[Exercise] Print out every line, exactly as written.

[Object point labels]
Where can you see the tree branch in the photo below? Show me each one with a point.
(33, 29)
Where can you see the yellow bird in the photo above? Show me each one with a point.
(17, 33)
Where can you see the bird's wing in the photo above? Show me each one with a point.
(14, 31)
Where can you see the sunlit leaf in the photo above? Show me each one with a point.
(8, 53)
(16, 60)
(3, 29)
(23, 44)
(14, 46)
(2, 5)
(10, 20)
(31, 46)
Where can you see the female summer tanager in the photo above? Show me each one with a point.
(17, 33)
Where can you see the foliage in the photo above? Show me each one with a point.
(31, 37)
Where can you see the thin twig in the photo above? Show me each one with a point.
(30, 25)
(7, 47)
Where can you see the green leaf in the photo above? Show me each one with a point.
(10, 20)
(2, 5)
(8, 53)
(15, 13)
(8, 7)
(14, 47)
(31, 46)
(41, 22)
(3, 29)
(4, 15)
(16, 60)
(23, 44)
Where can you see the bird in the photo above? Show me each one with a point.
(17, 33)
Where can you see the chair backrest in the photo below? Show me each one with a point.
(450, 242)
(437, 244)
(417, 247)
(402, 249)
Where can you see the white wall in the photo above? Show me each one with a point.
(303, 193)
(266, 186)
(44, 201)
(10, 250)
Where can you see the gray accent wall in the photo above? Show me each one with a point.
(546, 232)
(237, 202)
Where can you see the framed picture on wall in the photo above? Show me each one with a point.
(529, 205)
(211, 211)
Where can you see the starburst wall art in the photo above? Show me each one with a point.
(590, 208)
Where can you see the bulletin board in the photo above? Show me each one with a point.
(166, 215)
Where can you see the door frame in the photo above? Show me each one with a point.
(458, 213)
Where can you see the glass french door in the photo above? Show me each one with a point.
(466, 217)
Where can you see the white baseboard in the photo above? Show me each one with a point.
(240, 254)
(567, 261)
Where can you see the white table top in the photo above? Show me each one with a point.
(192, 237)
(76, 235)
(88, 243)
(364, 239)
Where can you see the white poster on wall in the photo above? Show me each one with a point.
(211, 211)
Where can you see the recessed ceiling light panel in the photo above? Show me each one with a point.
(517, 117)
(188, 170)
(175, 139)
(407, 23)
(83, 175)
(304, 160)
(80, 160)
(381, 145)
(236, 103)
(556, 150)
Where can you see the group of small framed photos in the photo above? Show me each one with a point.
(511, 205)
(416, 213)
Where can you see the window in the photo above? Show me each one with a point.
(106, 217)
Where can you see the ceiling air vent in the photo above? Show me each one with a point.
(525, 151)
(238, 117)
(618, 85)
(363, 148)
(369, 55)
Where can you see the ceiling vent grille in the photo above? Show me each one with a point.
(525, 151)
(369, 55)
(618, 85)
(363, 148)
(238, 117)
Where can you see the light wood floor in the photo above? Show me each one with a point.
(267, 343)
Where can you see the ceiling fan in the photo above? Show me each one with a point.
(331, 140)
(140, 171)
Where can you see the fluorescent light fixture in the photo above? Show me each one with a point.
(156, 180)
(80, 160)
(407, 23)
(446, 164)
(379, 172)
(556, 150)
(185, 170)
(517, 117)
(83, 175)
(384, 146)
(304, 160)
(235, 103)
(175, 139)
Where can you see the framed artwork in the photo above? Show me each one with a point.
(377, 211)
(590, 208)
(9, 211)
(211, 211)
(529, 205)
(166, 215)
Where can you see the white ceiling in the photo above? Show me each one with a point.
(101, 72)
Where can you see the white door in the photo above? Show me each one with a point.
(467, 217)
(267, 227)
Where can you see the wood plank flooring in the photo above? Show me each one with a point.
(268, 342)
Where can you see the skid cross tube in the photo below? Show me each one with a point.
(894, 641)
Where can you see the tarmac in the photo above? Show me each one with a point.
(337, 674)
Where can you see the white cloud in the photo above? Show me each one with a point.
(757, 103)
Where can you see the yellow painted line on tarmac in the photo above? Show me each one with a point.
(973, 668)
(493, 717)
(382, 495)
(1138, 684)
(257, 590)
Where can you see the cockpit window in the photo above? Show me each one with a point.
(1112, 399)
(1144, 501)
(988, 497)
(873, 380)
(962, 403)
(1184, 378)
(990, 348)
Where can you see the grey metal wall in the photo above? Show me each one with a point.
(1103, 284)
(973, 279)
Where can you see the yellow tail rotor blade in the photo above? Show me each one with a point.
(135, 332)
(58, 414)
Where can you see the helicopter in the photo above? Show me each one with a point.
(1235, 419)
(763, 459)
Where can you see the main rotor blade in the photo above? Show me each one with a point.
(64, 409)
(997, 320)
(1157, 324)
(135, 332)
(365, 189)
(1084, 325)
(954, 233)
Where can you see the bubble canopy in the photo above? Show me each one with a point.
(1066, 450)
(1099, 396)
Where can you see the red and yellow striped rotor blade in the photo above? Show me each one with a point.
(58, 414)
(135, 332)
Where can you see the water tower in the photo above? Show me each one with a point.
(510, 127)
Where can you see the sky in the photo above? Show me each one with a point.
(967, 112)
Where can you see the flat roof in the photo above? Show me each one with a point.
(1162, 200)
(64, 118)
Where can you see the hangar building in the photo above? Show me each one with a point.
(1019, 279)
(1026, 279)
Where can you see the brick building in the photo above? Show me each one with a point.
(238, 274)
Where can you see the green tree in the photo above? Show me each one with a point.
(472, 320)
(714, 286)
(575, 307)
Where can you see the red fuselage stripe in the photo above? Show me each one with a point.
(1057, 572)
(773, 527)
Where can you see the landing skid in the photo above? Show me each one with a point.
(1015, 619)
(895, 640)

[Answer to the exercise]
Where can you see the tree branch in the photo below? Show me each one with a point.
(33, 29)
Where can you see the yellow bird in the photo above? Show me each one with a point.
(17, 33)
Where can you see the bird's wing in the photo above? Show me each one with a point.
(14, 31)
Where can you see the sunlit leaf in the photo above? Show me each one with a point.
(8, 53)
(16, 60)
(3, 29)
(23, 44)
(14, 46)
(2, 5)
(10, 20)
(31, 46)
Where can you see the female summer tanager in the photo above? Show me each one with a point.
(17, 33)
Where can you see the foliage in the photo above? Show me each one with a point.
(31, 37)
Where can you see the thin twig in the photo above? Show me each one with a point.
(30, 25)
(7, 47)
Where can you see the green leaf in the photo above? Show me each one with a point.
(10, 20)
(2, 5)
(8, 53)
(15, 13)
(8, 7)
(14, 47)
(31, 46)
(41, 22)
(3, 29)
(4, 15)
(16, 60)
(23, 44)
Where can you see the bird in the photo above? Show me each one with a point.
(17, 33)
Where can you see the chair backrest in the photo below? Show me each one with a point.
(450, 242)
(437, 244)
(417, 247)
(402, 249)
Where can you see the white wall in the photo above? Show me each one with a point.
(303, 193)
(266, 186)
(44, 201)
(10, 250)
Where can you see the gray accent wall in the photo above? Show me each one with a point.
(546, 232)
(237, 202)
Where can you see the framed picture on wall in the photo above? Show me each one with a point.
(529, 205)
(211, 211)
Where can you see the starburst wall art in the photo above? Show me each one with a point.
(590, 208)
Where can you see the bulletin board in the photo above? Show me each one with a point.
(166, 215)
Where can you see the door frame in the photo above? Show me each one with a point.
(458, 213)
Where can you see the glass french door in the photo above? Show me each one with a point.
(466, 217)
Where can you see the white baseboard in the photo above? Show me each one with a point.
(240, 254)
(567, 261)
Where can you see the white table top in the photo above? Show me each one with a point.
(192, 237)
(76, 235)
(88, 243)
(364, 239)
Where can you see the white poster on wall in the photo above? Show me each one with a point.
(211, 211)
Where can you see the recessed ceiling light panel in the photo above? Show me each one with a point.
(517, 117)
(188, 170)
(175, 139)
(407, 23)
(83, 175)
(304, 160)
(80, 160)
(381, 145)
(236, 103)
(556, 150)
Where can you see the group of small framed photos in the photo above? Show me each one with a point.
(511, 205)
(416, 213)
Where can you see the window in the photo above? Show me each one with a point.
(106, 217)
Where can you see the ceiling air vent in the photo above? Show me each one with a point.
(525, 151)
(238, 117)
(618, 85)
(363, 148)
(369, 55)
Where can you see the ceiling vent grille in the photo above? Show me each one with a point.
(525, 151)
(369, 55)
(618, 85)
(363, 148)
(238, 117)
Where can you see the light wood floor in the photo above? Show me each one with a point.
(267, 343)
Where can you see the ceiling fan in the photo above? Show me each one with a point.
(331, 140)
(140, 171)
Where can you see the fluorescent light fixture in the photo above? Show me each one with a point.
(156, 180)
(80, 160)
(407, 23)
(446, 164)
(379, 172)
(556, 150)
(185, 170)
(517, 117)
(83, 175)
(384, 146)
(304, 160)
(235, 103)
(175, 139)
Where can you see the framed artwork in the photo above? Show me each one with a point.
(377, 211)
(590, 208)
(9, 211)
(211, 211)
(529, 205)
(166, 215)
Where can you see the white ceiling in the photo above? Show me each one with a point.
(101, 72)
Where can you see the white door in the photo above? Show me each one with a point.
(467, 217)
(267, 227)
Where can you see the wood plank flooring in the photo above? Show me each one with a point.
(268, 342)
Where can you see the skid cross tube in the photo below? Show me each one with a point.
(894, 641)
Where can you see the tarmac in the photo above? Show me each one with a point.
(337, 674)
Where can you see the white cloud in the photo above? Show me each one with a point.
(757, 103)
Where can you see the yellow painted line on tarmac in the photo above? Show me each one with a point.
(973, 668)
(493, 717)
(382, 495)
(1138, 684)
(257, 590)
Where can you see the cockpit window in the photo above? Show me each one with a point.
(1112, 399)
(1144, 501)
(988, 497)
(873, 380)
(962, 403)
(1184, 378)
(990, 348)
Where can you see the grey metal wall in the photo above? Show me each one with a point.
(1103, 284)
(973, 279)
Where can you see the yellow tail rotor blade in the photo above? Show me each one with a point.
(135, 332)
(58, 414)
Where can you see the helicopter in the photo above? Show me each one with a point.
(1235, 419)
(763, 459)
Where can you see the main rotor blade in the photo above? Show me each one with a point.
(64, 409)
(997, 320)
(1157, 324)
(135, 332)
(365, 189)
(1084, 325)
(954, 233)
Where can you see the bubble canopy in the photo above? Show me each one with a point.
(1066, 450)
(1099, 396)
Where can you see the red and yellow striped rotor blade in the photo above? Show me each one with a point.
(58, 414)
(135, 332)
Where can you see the water tower in the photo above? Show me each one with a point.
(510, 127)
Where can you see the sky in the photo above? Show me each one with a point.
(967, 112)
Where can you see the flat roof in the photo above? Show me each one with a point.
(1162, 200)
(64, 118)
Where can you see the hangar building in the photo above? Show me each one with a point.
(1019, 279)
(1026, 279)
Where can you see the brick building in the photo above? Show me each one with a point.
(238, 274)
Where can you see the green tree in the photo above? Show me each one with a point.
(472, 320)
(714, 286)
(575, 307)
Where can you see the red fuselage stripe in the photo above? Show me each one with a point.
(1057, 572)
(773, 527)
Where can you see the landing skid in the photo above? Show me each one with a point.
(1015, 619)
(895, 640)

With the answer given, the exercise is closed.